* [What to do]: Please reproduce the material below in full, replacing every occurrence of "bounding box" with "rectangle" and leaving everything else untouched.

--- start Task inputs ---

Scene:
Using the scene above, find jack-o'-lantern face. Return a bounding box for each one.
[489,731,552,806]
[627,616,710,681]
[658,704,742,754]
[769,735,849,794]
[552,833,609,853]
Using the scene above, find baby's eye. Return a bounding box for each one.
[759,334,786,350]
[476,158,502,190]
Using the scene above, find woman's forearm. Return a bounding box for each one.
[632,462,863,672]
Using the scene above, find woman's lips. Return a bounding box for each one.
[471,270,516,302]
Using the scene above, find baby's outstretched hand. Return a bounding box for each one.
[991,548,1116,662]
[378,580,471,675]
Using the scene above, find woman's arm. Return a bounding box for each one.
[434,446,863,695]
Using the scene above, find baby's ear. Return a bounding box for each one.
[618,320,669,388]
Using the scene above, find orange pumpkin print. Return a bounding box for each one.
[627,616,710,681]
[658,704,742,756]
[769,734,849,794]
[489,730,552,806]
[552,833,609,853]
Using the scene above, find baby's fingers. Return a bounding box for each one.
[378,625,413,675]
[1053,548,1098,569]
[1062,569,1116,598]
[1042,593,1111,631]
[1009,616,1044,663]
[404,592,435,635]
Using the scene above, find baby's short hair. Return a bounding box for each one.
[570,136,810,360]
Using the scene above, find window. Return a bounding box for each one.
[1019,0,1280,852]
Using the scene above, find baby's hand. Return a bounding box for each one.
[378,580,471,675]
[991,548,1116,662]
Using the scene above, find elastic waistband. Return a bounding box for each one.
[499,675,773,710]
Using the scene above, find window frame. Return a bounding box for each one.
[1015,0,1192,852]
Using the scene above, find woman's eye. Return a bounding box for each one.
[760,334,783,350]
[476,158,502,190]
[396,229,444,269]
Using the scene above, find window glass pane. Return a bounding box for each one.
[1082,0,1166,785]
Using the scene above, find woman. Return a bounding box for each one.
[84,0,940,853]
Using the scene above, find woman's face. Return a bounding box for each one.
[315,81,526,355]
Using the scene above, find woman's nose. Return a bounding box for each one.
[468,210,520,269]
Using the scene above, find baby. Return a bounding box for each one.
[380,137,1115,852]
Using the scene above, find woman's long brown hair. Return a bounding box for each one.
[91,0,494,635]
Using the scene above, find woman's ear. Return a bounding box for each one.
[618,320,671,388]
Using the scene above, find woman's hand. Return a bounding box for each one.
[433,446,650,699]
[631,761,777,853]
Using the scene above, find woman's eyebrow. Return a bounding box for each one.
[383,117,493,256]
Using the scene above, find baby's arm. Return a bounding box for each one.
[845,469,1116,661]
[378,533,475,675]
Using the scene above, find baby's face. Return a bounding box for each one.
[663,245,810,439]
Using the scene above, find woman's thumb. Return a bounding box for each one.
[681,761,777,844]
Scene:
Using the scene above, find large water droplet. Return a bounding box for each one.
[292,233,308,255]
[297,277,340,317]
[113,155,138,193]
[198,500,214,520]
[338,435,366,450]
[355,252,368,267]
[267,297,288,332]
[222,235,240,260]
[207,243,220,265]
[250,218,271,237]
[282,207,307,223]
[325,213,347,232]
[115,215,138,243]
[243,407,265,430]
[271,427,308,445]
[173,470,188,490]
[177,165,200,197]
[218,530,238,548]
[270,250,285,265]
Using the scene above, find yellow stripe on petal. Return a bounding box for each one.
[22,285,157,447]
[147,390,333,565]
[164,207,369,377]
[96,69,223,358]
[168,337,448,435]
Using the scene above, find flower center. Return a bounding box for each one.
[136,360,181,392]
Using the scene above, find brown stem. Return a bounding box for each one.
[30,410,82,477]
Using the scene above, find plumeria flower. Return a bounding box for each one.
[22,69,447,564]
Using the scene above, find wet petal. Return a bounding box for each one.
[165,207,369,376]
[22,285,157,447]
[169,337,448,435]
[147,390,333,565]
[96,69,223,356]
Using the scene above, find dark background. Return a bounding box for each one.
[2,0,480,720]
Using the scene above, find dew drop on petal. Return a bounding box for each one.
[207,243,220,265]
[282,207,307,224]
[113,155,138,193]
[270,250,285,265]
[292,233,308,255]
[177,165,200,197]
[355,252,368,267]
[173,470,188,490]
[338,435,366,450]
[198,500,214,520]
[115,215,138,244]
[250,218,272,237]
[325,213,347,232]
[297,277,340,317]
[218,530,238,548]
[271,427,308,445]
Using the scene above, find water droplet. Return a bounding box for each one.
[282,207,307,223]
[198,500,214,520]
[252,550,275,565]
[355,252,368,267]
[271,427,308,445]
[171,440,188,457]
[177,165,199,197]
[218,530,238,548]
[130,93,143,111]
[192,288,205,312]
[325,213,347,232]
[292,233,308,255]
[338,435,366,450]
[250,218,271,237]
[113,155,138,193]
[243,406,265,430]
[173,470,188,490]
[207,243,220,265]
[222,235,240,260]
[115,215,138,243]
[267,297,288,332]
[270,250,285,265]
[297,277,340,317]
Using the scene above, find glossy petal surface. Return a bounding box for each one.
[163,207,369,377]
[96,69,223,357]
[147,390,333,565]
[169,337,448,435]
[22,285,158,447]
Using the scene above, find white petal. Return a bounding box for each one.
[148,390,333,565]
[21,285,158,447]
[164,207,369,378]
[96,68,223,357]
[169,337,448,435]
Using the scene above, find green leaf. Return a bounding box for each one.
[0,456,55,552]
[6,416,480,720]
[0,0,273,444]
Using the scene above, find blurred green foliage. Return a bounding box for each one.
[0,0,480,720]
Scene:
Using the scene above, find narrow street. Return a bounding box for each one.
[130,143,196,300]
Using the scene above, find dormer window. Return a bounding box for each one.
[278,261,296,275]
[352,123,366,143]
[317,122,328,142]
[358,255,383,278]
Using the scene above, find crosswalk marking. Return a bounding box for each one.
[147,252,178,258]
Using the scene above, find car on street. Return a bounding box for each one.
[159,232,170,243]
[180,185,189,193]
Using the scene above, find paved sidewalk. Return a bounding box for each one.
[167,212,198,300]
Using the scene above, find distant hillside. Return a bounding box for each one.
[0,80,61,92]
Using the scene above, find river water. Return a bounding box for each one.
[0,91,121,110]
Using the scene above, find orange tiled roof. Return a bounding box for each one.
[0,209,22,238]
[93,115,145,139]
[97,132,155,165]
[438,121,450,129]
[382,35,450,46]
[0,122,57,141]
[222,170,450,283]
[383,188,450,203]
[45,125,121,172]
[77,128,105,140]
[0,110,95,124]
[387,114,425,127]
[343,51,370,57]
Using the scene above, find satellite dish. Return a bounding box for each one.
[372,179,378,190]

--- end Task inputs ---

* [Worked answer]:
Scene:
Using the scene above, find jack-o'-lantern face. Return a rectangle for each one.
[489,731,552,806]
[627,616,710,681]
[658,704,742,754]
[769,735,849,794]
[552,833,609,853]
Using the scene above, find baby's eye. Return a rectangle for each one.
[759,334,786,350]
[476,158,502,190]
Using the scene above, find woman's forearm. Return a rectangle for each one.
[632,462,863,672]
Using the scene above, find woman's lips. Return a rectangle for each one.
[471,270,516,302]
Using the scene above, find baby's outstretched hand. Return a rectangle for each one.
[991,548,1116,662]
[378,580,471,675]
Using the scene above, find woman's arm. Return a rectangle for each one.
[434,446,863,695]
Using the scene above, find baby's ear. Return a rectangle for each one.
[618,320,669,388]
Using the scene above, find orange pumpkin print. Return a rectangle for each one.
[627,616,710,681]
[658,704,742,756]
[769,734,849,794]
[489,730,552,806]
[552,833,609,853]
Using the scene above, find baby's fingers. Return a rectangle for each one.
[378,625,413,675]
[1053,548,1098,569]
[1062,569,1116,598]
[1042,593,1111,631]
[1009,616,1044,663]
[404,592,435,635]
Using the scene above, find baby's short hair. Return a rectangle for each one.
[570,136,810,360]
Using the scene above, find window. Return a rectangle for each one.
[1019,0,1280,852]
Using the scene above, find baby's hand. Return a rectangle for each one.
[378,580,471,675]
[991,548,1116,662]
Using the scene above, find elastic waistband. Return a rectangle for each one.
[499,675,773,710]
Using the scene above, find window frame. Return a rectangle for each one.
[1015,0,1192,852]
Using the scene above, find woman's eye. Return a rectangle for each one.
[760,334,783,350]
[476,158,502,190]
[396,229,444,269]
Using the scene above, find window glass pane. Return a rectangle for each one.
[1082,0,1166,785]
Using the scene above, find woman. Return a rectangle for each one.
[84,0,940,853]
Using the scene above, find woman's face. Return a rectangle for each one.
[315,81,526,355]
Using the scene above, find woman's nose. Return a rectangle for each one.
[468,210,520,269]
Using the scene above, find baby. Return a rectangle for each one.
[380,137,1115,852]
Using the scene above, find woman's long brown hair. Return a rectangle for each one.
[91,0,494,635]
Using the scene above, find woman's ear. Return a rectangle for each one.
[618,320,671,388]
Using the scene above, find woman's hand. Return a rectangle for each one.
[433,446,650,699]
[631,761,777,853]
Using the scene above, find woman's eyebrow. Return a rectangle for each one.
[383,117,493,256]
Using the scene above, find baby's arm. Return a rectangle for each one.
[845,469,1116,661]
[378,533,475,675]
Using the scene above, find baby's face. Return a rectangle for each one.
[663,245,810,439]
Using the scene above, find woman's thumb. Return a rectangle for each one.
[681,761,777,844]
Scene:
Using the scene above, find large water droplet. Return a rectangle for each one.
[292,233,308,255]
[297,277,340,317]
[113,155,138,193]
[198,500,214,520]
[338,435,366,450]
[355,252,368,267]
[267,297,288,332]
[222,235,240,260]
[207,243,220,265]
[250,218,271,237]
[282,207,307,223]
[325,213,347,232]
[115,215,138,243]
[243,407,265,430]
[271,427,308,445]
[173,470,188,490]
[177,165,200,197]
[218,530,238,548]
[270,250,285,265]
Using the scene above, find yellow stripe on petal. Return a rectangle for each one.
[22,285,157,447]
[147,390,333,565]
[164,207,369,377]
[96,69,223,358]
[168,337,448,435]
Using the scene above, find flower center. Return a rectangle for each one.
[136,360,181,392]
Using the scene above, find brown stem. Return a rectangle for each one.
[30,410,82,477]
Using the scene above, find plumeria flower. Return a rectangle for each one.
[22,69,447,564]
Using the scene above, find wet petal. Return a rectangle for each one.
[165,207,369,376]
[22,285,157,447]
[169,337,448,435]
[147,390,333,565]
[96,69,223,356]
Using the scene above, find dark background. Return a rectangle for each one.
[2,0,480,720]
Using the scene above, find dew drop on petal. Return a rectangle for each one.
[207,243,220,265]
[282,207,307,224]
[113,155,138,193]
[270,250,285,265]
[292,233,308,255]
[177,165,200,197]
[355,252,368,267]
[173,470,188,490]
[338,435,366,450]
[198,500,214,520]
[115,215,138,244]
[250,218,272,237]
[325,213,347,232]
[297,277,340,317]
[218,530,238,548]
[271,427,308,445]
Using the scene above, find water droplet. Return a rectangle for each one.
[282,207,307,223]
[198,500,214,520]
[252,550,275,565]
[355,252,368,267]
[271,427,308,445]
[171,440,188,457]
[177,165,199,197]
[218,530,238,548]
[130,93,143,111]
[192,288,205,312]
[325,213,347,232]
[292,233,308,255]
[338,435,366,450]
[250,218,271,237]
[113,155,138,193]
[243,406,265,430]
[173,470,188,490]
[207,243,220,265]
[222,235,240,260]
[115,215,138,243]
[267,297,288,332]
[270,250,285,265]
[297,277,340,317]
Using the scene above, find glossy petal surface. Return a rectangle for each one.
[163,207,369,377]
[96,69,223,357]
[147,390,333,565]
[169,337,448,435]
[22,285,158,447]
Using the scene above, find white petal. Return a rectangle for each one.
[148,390,333,565]
[21,285,158,447]
[164,207,369,378]
[96,68,223,357]
[169,337,448,435]
Using the scene above, find green leaf. Return a rectangle for each one.
[0,456,55,552]
[6,416,480,720]
[0,0,273,444]
Using the scene above, find blurred green foliage. Return a rectangle for each one.
[0,0,480,720]
Scene:
Using the scene above, find narrow street. Return a rectangle for each one.
[130,143,196,300]
Using the scene above, find dormer window. Return a rectangle for each one.
[278,261,296,275]
[352,123,366,143]
[317,122,328,142]
[358,255,383,278]
Using the scene above, find crosswalk marking. Return a rectangle for each one.
[147,252,178,258]
Using the scene above, find car on street. Return a rectangle for each one.
[159,232,170,243]
[180,185,189,193]
Using the scene above, find paved sidewalk. Return a rectangle for each one.
[167,212,198,300]
Using the scene above, find distant hillside. Return a rectangle for each one.
[0,80,61,92]
Using the scene above, find river water. Return a rectangle for each one.
[0,91,121,110]
Using the scene above, find orange tiled roof. Return a rectangle for each one.
[0,209,22,238]
[93,115,145,139]
[97,132,155,165]
[438,121,450,129]
[382,35,450,46]
[0,122,57,141]
[222,170,450,283]
[383,188,450,203]
[45,125,121,172]
[77,128,105,140]
[0,110,95,124]
[387,114,425,127]
[343,51,370,57]
Using the scene above, find satellite dish. Return a rectangle for each one.
[372,179,378,190]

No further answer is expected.